**TASK OBJECTIVE:** From the entries below, return exactly the lines beginning at the one that contains "Need: a point for each instance of the road" and ending at the one that contains "Need: a point for each instance of the sky", both of them included, and only those lines.

**SOURCE MATERIAL:**
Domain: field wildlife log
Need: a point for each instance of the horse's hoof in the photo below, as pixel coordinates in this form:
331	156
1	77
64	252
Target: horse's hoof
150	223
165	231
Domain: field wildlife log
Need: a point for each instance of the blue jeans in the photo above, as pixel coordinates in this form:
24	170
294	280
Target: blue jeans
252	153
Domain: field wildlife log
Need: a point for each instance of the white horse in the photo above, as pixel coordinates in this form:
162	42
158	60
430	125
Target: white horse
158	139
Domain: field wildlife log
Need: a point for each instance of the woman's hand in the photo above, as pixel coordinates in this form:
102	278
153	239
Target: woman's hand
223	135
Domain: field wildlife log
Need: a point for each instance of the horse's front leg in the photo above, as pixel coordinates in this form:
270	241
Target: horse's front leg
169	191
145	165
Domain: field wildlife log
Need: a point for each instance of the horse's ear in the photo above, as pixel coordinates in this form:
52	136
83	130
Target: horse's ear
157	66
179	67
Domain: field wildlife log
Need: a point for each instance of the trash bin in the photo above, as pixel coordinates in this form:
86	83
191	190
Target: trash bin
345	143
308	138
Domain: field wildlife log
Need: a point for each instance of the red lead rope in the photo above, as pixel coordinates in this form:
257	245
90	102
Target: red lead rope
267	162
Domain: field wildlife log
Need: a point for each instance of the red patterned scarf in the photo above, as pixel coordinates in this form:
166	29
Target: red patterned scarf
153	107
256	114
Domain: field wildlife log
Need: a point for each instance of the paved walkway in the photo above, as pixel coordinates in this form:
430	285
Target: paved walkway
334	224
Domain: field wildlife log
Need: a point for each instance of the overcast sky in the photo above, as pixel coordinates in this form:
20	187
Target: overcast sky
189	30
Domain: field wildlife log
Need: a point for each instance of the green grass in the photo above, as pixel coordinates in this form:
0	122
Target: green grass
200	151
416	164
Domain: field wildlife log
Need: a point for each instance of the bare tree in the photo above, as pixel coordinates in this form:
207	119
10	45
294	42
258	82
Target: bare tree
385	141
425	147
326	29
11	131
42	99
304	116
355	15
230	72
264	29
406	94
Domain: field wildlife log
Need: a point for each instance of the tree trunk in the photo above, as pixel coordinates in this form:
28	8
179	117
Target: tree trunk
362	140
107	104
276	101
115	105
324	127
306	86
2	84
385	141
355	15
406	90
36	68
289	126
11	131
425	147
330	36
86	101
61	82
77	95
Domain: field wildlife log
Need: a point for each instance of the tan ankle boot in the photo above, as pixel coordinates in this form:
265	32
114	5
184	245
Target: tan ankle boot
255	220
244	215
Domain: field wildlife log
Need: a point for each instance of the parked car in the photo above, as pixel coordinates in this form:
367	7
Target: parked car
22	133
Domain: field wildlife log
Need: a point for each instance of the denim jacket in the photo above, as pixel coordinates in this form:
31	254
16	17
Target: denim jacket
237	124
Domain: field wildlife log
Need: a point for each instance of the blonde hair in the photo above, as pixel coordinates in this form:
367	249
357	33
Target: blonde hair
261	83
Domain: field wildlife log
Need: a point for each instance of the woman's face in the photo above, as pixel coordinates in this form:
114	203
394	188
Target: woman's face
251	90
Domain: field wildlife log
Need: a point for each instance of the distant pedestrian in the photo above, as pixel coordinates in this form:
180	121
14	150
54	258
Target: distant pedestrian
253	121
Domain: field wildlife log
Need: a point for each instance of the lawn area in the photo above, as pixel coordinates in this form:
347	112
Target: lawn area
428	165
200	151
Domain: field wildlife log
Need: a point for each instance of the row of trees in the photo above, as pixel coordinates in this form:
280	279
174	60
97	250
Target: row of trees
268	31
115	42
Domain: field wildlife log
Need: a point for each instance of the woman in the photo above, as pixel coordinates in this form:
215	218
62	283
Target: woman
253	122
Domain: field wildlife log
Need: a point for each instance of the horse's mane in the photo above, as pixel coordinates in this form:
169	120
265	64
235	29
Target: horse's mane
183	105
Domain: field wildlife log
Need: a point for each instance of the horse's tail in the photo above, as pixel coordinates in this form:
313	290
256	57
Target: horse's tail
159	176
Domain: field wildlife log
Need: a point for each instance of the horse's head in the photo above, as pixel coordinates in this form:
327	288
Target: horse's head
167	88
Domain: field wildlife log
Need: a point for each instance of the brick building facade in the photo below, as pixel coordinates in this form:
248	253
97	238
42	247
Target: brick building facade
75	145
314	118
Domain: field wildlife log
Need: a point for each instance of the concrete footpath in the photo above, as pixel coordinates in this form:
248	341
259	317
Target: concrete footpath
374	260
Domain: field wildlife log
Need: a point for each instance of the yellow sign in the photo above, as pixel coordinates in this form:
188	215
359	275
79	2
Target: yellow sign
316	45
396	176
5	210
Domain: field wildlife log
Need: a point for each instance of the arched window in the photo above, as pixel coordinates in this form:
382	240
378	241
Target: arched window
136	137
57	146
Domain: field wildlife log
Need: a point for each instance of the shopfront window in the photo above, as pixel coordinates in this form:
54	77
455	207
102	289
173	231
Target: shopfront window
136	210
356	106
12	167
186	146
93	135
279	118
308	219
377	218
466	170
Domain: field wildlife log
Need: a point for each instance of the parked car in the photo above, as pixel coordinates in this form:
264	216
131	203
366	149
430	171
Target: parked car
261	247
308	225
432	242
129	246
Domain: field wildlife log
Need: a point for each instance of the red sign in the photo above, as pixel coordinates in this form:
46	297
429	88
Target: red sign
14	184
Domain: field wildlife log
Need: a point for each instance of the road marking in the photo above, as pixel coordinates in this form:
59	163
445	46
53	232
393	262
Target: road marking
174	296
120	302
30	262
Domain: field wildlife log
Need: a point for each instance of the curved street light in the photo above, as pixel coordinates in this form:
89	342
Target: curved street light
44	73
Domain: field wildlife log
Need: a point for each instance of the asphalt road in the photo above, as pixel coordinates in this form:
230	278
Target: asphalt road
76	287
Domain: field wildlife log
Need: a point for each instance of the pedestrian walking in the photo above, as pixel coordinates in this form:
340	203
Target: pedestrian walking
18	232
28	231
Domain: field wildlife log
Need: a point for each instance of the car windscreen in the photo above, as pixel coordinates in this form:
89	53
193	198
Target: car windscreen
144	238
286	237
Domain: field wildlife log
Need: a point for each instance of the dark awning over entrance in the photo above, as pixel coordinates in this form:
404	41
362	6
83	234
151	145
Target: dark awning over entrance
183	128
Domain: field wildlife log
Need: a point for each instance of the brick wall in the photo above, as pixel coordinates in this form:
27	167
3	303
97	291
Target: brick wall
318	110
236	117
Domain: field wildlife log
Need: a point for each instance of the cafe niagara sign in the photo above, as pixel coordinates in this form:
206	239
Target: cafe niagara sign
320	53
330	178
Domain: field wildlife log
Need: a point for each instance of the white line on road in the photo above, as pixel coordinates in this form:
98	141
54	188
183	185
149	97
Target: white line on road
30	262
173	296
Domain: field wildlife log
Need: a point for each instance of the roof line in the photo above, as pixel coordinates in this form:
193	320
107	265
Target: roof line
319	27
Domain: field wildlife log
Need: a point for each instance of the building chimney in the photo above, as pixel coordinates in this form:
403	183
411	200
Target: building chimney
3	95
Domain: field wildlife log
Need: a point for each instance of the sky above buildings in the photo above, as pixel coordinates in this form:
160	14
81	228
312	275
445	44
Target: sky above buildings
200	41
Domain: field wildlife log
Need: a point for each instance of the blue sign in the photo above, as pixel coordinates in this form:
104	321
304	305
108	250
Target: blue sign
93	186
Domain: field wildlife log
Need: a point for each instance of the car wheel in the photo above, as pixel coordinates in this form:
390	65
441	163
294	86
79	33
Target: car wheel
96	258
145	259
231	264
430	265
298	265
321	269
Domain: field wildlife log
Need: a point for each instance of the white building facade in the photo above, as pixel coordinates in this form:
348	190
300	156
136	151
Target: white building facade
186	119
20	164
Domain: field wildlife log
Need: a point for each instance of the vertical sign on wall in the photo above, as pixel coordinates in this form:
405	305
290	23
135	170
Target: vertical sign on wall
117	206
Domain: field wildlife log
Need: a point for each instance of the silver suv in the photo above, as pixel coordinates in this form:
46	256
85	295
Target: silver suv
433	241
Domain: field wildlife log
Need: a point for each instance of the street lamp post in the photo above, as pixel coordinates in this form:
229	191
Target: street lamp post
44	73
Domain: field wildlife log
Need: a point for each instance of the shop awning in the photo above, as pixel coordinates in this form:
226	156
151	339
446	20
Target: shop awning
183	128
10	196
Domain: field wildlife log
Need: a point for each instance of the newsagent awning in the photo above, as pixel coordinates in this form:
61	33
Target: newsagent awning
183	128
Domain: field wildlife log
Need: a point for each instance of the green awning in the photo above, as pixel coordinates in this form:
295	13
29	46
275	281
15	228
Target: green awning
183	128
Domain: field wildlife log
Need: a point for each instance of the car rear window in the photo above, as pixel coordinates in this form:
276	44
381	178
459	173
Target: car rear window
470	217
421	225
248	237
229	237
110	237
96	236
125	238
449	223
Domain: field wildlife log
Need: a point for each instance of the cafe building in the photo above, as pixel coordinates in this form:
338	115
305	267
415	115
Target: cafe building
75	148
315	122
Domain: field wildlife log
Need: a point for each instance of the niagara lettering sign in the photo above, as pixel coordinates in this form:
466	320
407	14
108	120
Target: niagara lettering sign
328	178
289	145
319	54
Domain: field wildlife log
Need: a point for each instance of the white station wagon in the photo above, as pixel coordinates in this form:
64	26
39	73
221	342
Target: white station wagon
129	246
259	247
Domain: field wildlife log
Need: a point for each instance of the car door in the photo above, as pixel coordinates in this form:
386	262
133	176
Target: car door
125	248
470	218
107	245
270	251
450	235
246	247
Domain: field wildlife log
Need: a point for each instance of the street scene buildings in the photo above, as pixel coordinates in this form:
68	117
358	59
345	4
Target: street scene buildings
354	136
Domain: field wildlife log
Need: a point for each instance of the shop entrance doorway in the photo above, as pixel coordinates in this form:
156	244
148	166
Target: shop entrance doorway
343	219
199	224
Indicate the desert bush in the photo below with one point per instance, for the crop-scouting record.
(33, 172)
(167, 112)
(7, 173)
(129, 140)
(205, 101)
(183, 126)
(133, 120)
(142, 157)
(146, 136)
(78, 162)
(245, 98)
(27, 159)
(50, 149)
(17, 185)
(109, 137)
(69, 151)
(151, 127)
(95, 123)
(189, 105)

**THE ANSWER:**
Need: a point for each instance of the road marking in the photo above, as pixel coordinates in this form:
59	163
445	46
53	232
393	262
Target: road marking
174	296
120	302
30	262
Domain: field wildlife log
Need: a point for each instance of the curved street light in the photo above, as pixel coordinates in this form:
89	342
Target: curved street light
44	73
Domain: field wildlife log
Need: a point for each instance of the asphalt road in the photo above, as pixel coordinates in this form:
230	278
Target: asphalt road
76	287
Domain: field wildlife log
Need: a point for each instance of the pedestrian walking in the photo above, as pixel coordinates in this form:
340	203
Target: pedestrian walking
18	232
28	231
Domain: field wildlife log
Need: a point for each instance of the car windscreen in the photo above, as pixel coordinates in this form:
89	53
193	198
Target: car windscreen
144	238
286	237
Domain: field wildlife log
Need: a point for each instance of the dark awning over entrance in the photo above, as pixel coordinates in this form:
404	41
362	6
83	234
151	145
Target: dark awning over entrance
183	128
Domain: field wildlife log
Need: a point for each instance of the brick wall in the photo above, as pixel coordinates in this form:
27	167
3	303
97	291
Target: brick wall
318	110
236	117
Domain: field wildlife log
Need: a point for each instance of the cafe niagara sign in the photo above, as pixel coordinates in this form:
206	239
Target: cafe niagara sign
320	53
330	178
Domain: field wildlife log
Need: a point for each instance of the white line on road in the photo above, as pixel coordinates in this form:
98	141
54	188
183	185
149	97
Target: white line on road
30	262
173	296
Domain: field wildlife log
Need: a point for each instance of the roof line in the photo above, as pixel coordinates in this form:
193	320
107	265
Target: roof line
319	27
Domain: field wildlife log
Need: a point for each instance of the building chimney in the photo above, as pixel coordinates in this form:
403	183
411	200
Target: building chimney
3	95
Domain: field wildlife log
Need: a point for each instance of the sky above buildings in the photo above, as pixel coordinates in this form:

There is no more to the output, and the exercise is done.